WRITTEN TASK:
Format the data below as a two-column CSV with the columns "prompt" and "completion". Give one row per data entry, with its text in one quoted field and its answer in the other, change line breaks to spaces, and leave out the pictures.

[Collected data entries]
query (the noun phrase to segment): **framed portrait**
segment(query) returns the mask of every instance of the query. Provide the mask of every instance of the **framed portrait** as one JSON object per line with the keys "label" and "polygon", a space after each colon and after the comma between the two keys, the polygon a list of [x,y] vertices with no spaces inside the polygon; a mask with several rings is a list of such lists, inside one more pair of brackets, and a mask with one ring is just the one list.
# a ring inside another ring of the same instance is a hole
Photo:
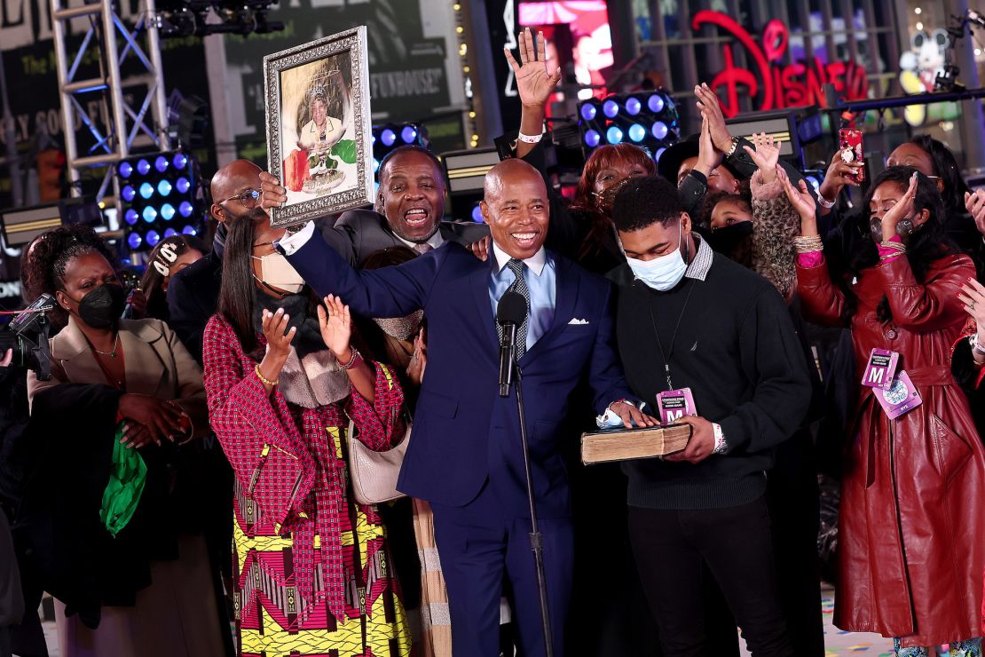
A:
{"label": "framed portrait", "polygon": [[272,226],[372,203],[366,52],[361,26],[263,58],[267,170],[288,189]]}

TASK ANSWER:
prompt,completion
"query (the noun phrase to segment): **framed portrait** segment(query) returns the mask of every instance of the query. Provide the mask of every instance of the **framed portrait** as one JSON object per line with the keys ""label"" and ""polygon"", a space after each colon and after the comma between the two keys, the polygon a list of [x,y] vertices with no spaces inside the polygon; a mask with several rings is a list of such lists, inside one more pair of brackets, and a mask with one ring is just the one list. # a ring inside another ring of the same instance is a hole Photo: A:","{""label"": ""framed portrait"", ""polygon"": [[272,226],[372,203],[366,52],[361,26],[263,58],[267,170],[288,189]]}"